** What you need to do **
Please transcribe exactly, and only, the lines of the data below between the line holding "Practice step: locate the windshield" and the line holding "Practice step: locate the window", inclusive.

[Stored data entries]
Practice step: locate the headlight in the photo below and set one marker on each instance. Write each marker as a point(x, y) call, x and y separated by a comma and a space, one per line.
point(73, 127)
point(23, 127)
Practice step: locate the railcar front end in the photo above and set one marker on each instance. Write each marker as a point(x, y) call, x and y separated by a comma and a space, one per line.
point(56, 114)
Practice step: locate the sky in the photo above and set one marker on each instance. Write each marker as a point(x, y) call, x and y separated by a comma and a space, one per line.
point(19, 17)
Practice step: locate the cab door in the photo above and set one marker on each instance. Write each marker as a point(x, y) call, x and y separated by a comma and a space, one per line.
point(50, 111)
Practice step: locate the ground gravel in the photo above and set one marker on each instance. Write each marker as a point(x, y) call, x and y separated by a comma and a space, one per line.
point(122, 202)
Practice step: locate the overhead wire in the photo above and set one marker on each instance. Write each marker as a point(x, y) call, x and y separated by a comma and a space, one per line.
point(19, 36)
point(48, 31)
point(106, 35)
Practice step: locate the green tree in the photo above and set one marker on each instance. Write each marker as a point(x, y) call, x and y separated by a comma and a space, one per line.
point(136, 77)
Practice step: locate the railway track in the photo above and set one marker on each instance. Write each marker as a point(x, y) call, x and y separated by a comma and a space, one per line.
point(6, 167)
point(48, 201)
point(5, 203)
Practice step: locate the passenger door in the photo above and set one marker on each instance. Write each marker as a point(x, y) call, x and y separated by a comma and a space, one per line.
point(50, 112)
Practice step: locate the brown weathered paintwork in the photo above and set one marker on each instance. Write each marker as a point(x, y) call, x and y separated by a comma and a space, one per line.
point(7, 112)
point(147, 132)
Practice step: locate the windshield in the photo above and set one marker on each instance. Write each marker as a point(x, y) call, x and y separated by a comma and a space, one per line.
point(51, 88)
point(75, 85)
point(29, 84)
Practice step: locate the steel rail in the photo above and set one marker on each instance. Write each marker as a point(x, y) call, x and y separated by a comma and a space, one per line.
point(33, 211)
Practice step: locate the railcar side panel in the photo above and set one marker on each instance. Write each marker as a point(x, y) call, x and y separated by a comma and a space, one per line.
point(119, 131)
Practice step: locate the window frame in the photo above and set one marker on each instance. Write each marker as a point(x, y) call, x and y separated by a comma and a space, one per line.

---

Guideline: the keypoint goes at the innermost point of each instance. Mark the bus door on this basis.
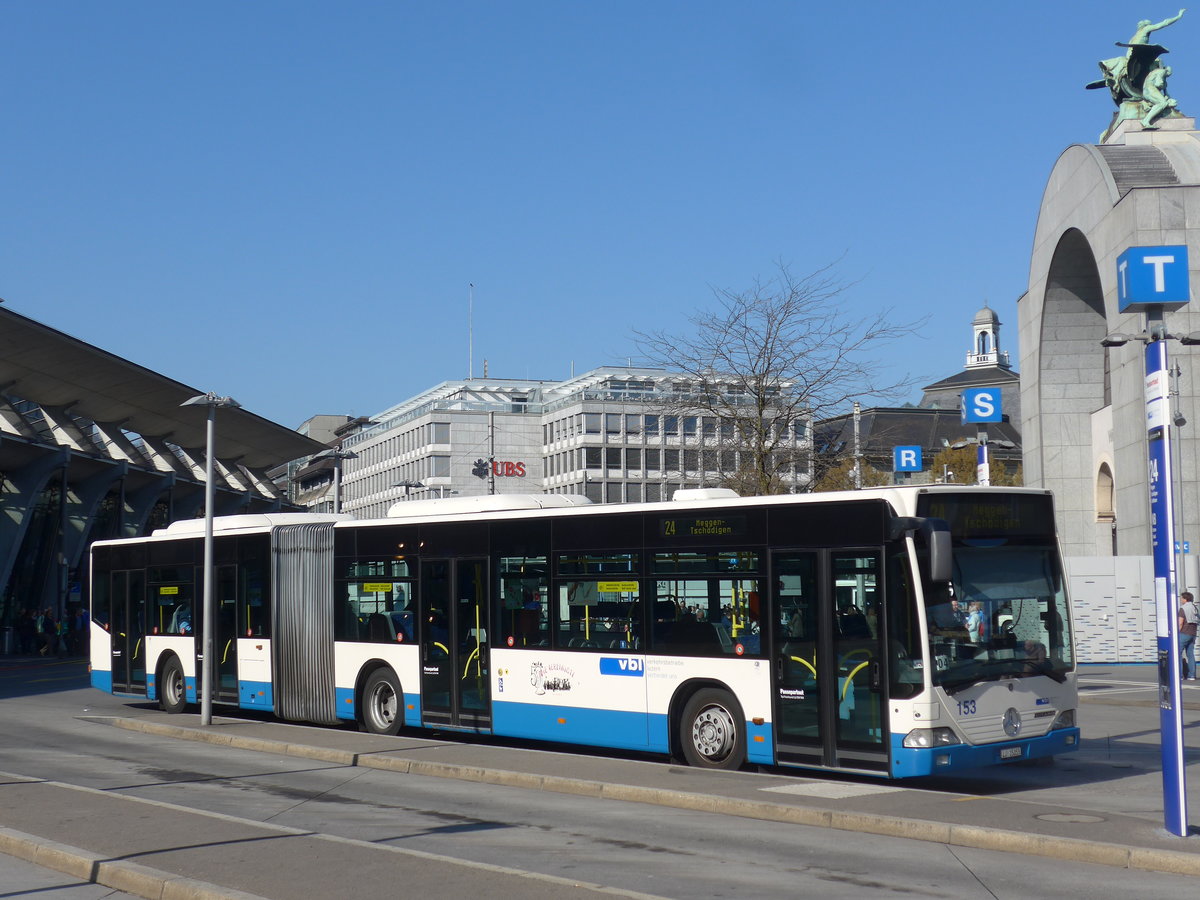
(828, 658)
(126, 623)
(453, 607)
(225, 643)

** Your response **
Practice step: locate the windshield in the photo above and set one marker on each instance. Write each marker as a point(x, y) call, x and y separated by a comma and a space, one per line.
point(51, 88)
point(75, 85)
point(29, 84)
Practice step: locate the steel rail in the photo above and set one marker on each instance. Write each marker as a point(x, y) call, x and y separated by a comma and a space, one per line.
point(33, 211)
Practice step: locate the railcar side panel in the photo above and set one marker on each instance. Write each marker as a point(x, y) call, x and y separated by a comma and a space, one per line.
point(119, 131)
Practice step: locate the window frame in the photo above and set one marker on each instance. Write each marker as a point(x, y) call, x and y separated by a comma and a space, one per line.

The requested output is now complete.